*Problem requirements:* Please print, word for word, every line of the rows from the one containing "Could you point at the white" through the final line of the rows, including both, and nothing else.

• • • • • • •

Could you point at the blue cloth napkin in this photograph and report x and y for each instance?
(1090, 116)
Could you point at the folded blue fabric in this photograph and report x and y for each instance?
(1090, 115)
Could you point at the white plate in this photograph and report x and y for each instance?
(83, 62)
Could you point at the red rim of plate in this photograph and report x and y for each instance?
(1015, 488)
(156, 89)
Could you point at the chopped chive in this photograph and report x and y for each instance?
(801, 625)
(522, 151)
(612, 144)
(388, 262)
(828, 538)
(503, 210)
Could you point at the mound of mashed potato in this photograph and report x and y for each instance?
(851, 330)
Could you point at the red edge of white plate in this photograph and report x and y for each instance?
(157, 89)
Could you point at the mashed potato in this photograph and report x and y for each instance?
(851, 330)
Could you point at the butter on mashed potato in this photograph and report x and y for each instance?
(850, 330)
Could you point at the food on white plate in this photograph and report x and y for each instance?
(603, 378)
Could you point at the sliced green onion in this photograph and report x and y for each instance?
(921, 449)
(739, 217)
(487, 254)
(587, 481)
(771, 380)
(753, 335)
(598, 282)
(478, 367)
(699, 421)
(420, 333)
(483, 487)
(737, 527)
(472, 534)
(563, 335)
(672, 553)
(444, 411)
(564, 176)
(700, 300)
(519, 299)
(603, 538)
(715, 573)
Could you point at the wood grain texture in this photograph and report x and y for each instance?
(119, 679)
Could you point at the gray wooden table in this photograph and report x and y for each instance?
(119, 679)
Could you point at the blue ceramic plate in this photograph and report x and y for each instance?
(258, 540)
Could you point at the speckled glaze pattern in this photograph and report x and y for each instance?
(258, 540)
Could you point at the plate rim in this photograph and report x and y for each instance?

• • • • • • •

*Solved problem:*
Could you point at the white plate in this photograph and report x and y for each instance?
(83, 62)
Could you point at the red rim of plate in this photograph and report x and y for each instance?
(1015, 488)
(156, 89)
Could you point at the chopped chive in this photograph and report x and y for each instance?
(801, 625)
(522, 151)
(612, 144)
(388, 262)
(828, 538)
(503, 210)
Could you point at the mound of mashed potato in this photograph and report x and y for each instance?
(851, 330)
Could you point at the red edge of white plate in this photograph and report x and y for each instance?
(157, 89)
Could you point at the mashed potato in this photograph and report x and y for each instance?
(851, 330)
Could you point at the butter on mashed potato in this photograph and report x and y for each instance?
(850, 330)
Could you point at the food on white plate in this photograph and report x and y for each instance?
(603, 378)
Could you point at the sliced green onion in this photograph and report x and y for each instance?
(921, 449)
(739, 217)
(487, 254)
(587, 481)
(771, 380)
(753, 335)
(598, 282)
(478, 367)
(699, 421)
(420, 333)
(483, 487)
(737, 527)
(472, 534)
(563, 335)
(672, 553)
(444, 411)
(564, 176)
(700, 300)
(519, 299)
(603, 538)
(715, 573)
Could you point at the wood grain texture in this photograph and report x and y for each instance?
(119, 679)
Could you point at the gray wooden table in this photograph and report x and y for each instance?
(119, 679)
Could you point at the blue ceramic plate in this photograph and report x and y for each instance?
(258, 540)
Could you point at the speckled glaze pattern in this photograph and report x and y for each instance?
(258, 540)
Could you point at the plate rim in this photograph and report x and y for each instance?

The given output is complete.